Written problem 1 ▸ Convert the records, from the line that contains "Give the mask of every instance of the ceramic" through the end of the records, into a numbered list, leaving out any blank lines.

Over the past week, the Standing Committee on Canadian Heritage has repeatedly been told that Canadian cultural groups are among the strongest supporters of freedom of expression and would never think of supporting legislation that undermines that foundational democratic principle. Yet the reality is that some of the same cultural groups that now downplay the impact of Bill C-10 on expression, lobbied the government to remove all user generated content safeguards. In other words, rather than support freedom of expression for all Canadians, some envisioned using the Broadcast Act to regulate both users and user generated content.
For example, Canadian Heritage Minister Steven Guilbeault often points to support from the Coalition for the Diversity of Cultural Expressions (CDCE), an umbrella organization that represents many other lobby groups. The CDCE has issued multiple supportive releases on the bill, claiming that the free speech concerns are overstated. The group points to Section 2.1, which creates an exemption for users as evidence that there are no expression concerns. But the emphasis on Section 2.1 conveniently ignores the fact that Section 4.1, which created an exemption for the content itself was removed, meaning that all user generated content is treated as a program subject to regulation by the CRTC. As has been much discussed, this opens the door to the CRTC establishing regulations on the feeds of millions of Canadians using services such as TikTok, Instagram, and Youtube.
While there have been efforts to suggest that the concerns about overbroad regulation are just misinformation or fear mongering, the CDCE was one of several culture lobby groups that lobbied the government to remove both user generated content exceptions. It now says that user generated content is protected, but the CDCE urged the committee to delete both Section 2.1 and 4.1, effectively advocating that all users and their content would be regulated by the CRTC. The government decided to keep Section 2.1 in place, however, it is apparent that freedom of expression for users was not a top CDCE priority.
The CDCE was not the only high profile cultural lobby group to lobby for the potential full regulation of user generated content. The Association québécoise de la production médiatique (AQPM) adopted a similar position in its brief, calling for the deletion of both user generated content provisions and expressly supporting the regulation of what it called “professional” user generated content, which as a recent article in the Toronto Star notes, could include thousands of Canadian Youtube, Tiktok, and Twitch creators who have been left in the dark about Bill C-10.

Written problem 2 ▸ In the piece on Bill C-10, which section created an exemption for user generated content itself before it was removed?

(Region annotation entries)
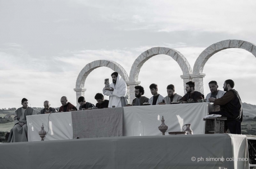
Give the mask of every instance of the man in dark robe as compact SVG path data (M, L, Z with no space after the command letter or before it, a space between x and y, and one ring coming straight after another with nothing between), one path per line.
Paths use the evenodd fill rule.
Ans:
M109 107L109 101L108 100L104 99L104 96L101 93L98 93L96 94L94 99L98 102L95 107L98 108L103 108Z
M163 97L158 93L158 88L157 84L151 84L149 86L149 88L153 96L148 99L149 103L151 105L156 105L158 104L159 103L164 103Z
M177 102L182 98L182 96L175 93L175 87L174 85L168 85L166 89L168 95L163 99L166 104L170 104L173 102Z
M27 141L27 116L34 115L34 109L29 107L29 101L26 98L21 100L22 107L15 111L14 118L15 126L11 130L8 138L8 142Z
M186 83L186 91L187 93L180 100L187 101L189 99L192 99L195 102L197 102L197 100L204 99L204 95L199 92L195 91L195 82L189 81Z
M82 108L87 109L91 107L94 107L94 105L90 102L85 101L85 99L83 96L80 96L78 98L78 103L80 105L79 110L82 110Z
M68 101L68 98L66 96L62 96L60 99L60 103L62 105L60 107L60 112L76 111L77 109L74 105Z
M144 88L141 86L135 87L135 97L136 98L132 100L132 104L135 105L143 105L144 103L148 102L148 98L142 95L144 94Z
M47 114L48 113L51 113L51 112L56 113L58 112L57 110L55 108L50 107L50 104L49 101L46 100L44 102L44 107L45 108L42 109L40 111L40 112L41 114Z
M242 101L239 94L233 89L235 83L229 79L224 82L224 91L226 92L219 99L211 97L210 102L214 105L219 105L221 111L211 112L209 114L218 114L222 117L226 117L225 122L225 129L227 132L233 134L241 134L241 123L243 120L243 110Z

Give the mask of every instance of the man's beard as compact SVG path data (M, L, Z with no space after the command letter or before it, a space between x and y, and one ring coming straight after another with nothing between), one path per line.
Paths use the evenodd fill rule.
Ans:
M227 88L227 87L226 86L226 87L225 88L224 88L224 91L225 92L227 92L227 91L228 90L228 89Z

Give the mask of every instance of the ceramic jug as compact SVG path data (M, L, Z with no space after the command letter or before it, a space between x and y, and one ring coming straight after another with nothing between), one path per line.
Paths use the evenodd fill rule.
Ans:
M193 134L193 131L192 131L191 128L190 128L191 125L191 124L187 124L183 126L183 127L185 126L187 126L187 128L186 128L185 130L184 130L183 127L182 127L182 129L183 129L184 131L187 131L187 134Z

Full output 1 ▸
1. Give the mask of every instance of the ceramic jug as compact SVG path data (M, L, Z with no space after the command letter or before it, a space between x and y, and one ring coming straight after another with nothing between), one path per line.
2. Paths use the evenodd fill rule.
3. Ans:
4. M193 134L193 131L192 131L191 128L190 128L191 125L191 124L187 124L183 126L183 127L185 126L187 126L187 128L186 128L185 130L184 130L183 127L182 127L182 129L183 129L184 131L187 131L187 134Z

Full output 2 ▸ Section 4.1